Exercise objective
All of the data, from the first line to the last, should be reproduced without alteration.

Records drawn from a dataset
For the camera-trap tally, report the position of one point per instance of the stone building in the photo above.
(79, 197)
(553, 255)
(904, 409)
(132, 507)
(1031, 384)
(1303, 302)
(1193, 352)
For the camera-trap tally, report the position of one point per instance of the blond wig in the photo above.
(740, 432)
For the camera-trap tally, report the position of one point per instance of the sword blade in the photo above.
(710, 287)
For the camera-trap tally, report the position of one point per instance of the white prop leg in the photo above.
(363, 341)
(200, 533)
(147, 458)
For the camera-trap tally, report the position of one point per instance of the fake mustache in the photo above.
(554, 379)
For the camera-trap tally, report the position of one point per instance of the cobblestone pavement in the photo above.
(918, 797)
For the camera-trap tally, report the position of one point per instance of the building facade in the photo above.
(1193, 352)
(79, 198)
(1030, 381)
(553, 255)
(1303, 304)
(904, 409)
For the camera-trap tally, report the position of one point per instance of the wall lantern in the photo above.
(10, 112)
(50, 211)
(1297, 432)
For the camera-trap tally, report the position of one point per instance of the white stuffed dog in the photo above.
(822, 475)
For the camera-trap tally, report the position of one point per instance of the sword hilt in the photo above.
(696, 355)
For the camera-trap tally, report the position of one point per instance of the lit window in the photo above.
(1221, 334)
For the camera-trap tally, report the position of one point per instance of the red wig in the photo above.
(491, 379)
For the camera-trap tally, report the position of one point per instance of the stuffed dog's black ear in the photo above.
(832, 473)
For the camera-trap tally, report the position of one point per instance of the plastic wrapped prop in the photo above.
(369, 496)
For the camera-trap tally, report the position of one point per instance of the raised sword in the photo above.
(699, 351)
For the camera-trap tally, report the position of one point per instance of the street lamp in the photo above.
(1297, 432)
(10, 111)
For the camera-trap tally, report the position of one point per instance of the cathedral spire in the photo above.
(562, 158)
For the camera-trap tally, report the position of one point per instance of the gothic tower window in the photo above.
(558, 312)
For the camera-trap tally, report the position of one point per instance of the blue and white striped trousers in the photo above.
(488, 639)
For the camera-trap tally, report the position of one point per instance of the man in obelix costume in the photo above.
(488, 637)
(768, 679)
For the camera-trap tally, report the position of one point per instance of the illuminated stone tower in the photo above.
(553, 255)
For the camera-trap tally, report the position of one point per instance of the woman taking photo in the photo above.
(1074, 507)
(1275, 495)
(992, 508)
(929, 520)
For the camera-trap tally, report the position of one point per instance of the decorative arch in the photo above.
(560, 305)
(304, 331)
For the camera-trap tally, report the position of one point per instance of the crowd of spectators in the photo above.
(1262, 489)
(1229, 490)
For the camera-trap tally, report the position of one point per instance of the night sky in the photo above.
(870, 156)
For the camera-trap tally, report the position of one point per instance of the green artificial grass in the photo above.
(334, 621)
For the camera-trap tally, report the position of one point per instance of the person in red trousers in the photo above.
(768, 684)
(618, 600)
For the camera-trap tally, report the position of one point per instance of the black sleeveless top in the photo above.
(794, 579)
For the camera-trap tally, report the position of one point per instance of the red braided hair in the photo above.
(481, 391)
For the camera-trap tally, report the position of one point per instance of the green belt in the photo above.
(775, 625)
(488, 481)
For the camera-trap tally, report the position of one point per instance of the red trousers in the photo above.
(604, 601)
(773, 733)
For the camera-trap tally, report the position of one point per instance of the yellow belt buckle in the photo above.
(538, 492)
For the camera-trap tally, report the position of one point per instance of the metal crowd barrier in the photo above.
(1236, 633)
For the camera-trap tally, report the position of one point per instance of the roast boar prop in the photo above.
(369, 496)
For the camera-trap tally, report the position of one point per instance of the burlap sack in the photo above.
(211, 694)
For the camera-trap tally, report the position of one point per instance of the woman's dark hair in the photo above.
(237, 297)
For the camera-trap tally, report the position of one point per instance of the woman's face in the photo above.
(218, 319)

Answer to the exercise
For the camera-trap tally, report the position of one point per instance of the stone building in the photo above.
(79, 197)
(553, 255)
(904, 409)
(132, 507)
(1031, 384)
(1303, 302)
(1193, 352)
For the camera-trap tally, report the position of one point per instance of the blond wig in the photo above.
(740, 432)
For the camera-trap tally, report the position of one point per instance of the sword blade in the photo above.
(710, 287)
For the camera-trap tally, report the position of one point per instance of the white prop leg in the photo above.
(363, 341)
(200, 533)
(147, 458)
For the camera-trap tally, report the position of one point per instance of the fake mustache in the photo above.
(554, 379)
For the camera-trap tally, report the position of one point per instance of the cobblestone pavement in the photo above.
(918, 797)
For the camera-trap tally, report the position of one point per instance of the building facade in the photo above.
(1193, 352)
(79, 198)
(1030, 381)
(553, 255)
(1303, 304)
(904, 409)
For the camera-trap tally, report the position of one point per instance of the wall lantern in the photo above.
(10, 112)
(50, 211)
(1297, 432)
For the camera-trap tally, report the position of one point per instance of the white stuffed dog in the photo above.
(822, 475)
For the camera-trap tally, report the position of one point per instance of the sword hilt in the photo above.
(696, 355)
For the camera-trap tally, report the position of one point per instance of the lit window in the photo above.
(1221, 334)
For the camera-trap tally, report the position of one point per instance of the red wig in the photo above.
(491, 379)
For the camera-trap tally, report the position of one point per instance of the stuffed dog's black ear in the photo above.
(832, 473)
For the camera-trap tally, report the position of one point per instance of the plastic wrapped prop in the photo above.
(369, 496)
For the camera-trap tally, report the position of one point per instance of the raised sword in the photo above.
(699, 351)
For the camera-trap tally, report the position of one point per instance of the street lamp in the photo above.
(1297, 432)
(10, 111)
For the camera-trap tally, report the position of one point per instance of the cathedral spire in the photo above.
(562, 158)
For the camera-trap tally, report the position of one point per instance of the gothic tower window in the photo above.
(558, 312)
For the camera-trap tally, report the position of one point per instance of the blue and white striped trousers in the photo above.
(488, 639)
For the camera-trap tally, report the position of one point per instance of the man in obelix costume in the photo above.
(488, 637)
(768, 679)
For the camera-trap tally, report the position of one point per instance of the illuminated stone tower in the photo above.
(553, 255)
For the camera-trap tally, report the position of one point per instance of the woman taking photo in the photo above.
(1074, 507)
(1275, 495)
(992, 508)
(929, 520)
For the camera-trap tally, report the position of one point per instance of the decorative arch in the photo above.
(560, 305)
(304, 331)
For the camera-trap tally, report the position of one point per instance of the crowd of spectators in the photo above.
(1262, 489)
(1229, 490)
For the camera-trap tally, report the position of one point per instance of the night sky in the photo above.
(870, 156)
For the camera-trap tally, report the position of one point per instance of the green artificial grass in the photo above.
(334, 621)
For the camera-trap tally, report the position of one point per instance of the person in red trousers in the photo above.
(768, 684)
(618, 600)
For the camera-trap tally, report the position of one point per instance of the black sleeveless top in the photo above.
(794, 579)
For the camera-trap tally, report the position of one point per instance of the red braided hair in the photo above.
(481, 391)
For the camera-trap tally, report the position of one point per instance of the green belt in the photo above.
(775, 625)
(488, 481)
For the camera-trap tally, report the position of one point per instance of the red trousers in the photo above.
(604, 601)
(773, 733)
For the camera-trap tally, report the position of one point per instance of the yellow belt buckle in the photo above.
(538, 492)
For the camera-trap tally, report the position of one point per instance of the metal crowd barrier in the photo above.
(1236, 633)
For the camera-trap tally, report the position of one point per instance of the roast boar prop in the photo above.
(369, 496)
For the camera-trap tally, report the position of one point per instance of the burlap sack in the photo above.
(211, 694)
For the camera-trap tally, report the position of one point per instance of the woman's dark hair in the photo above.
(237, 297)
For the camera-trap tally, report the position of one point per instance of the woman's face in the photo above.
(218, 319)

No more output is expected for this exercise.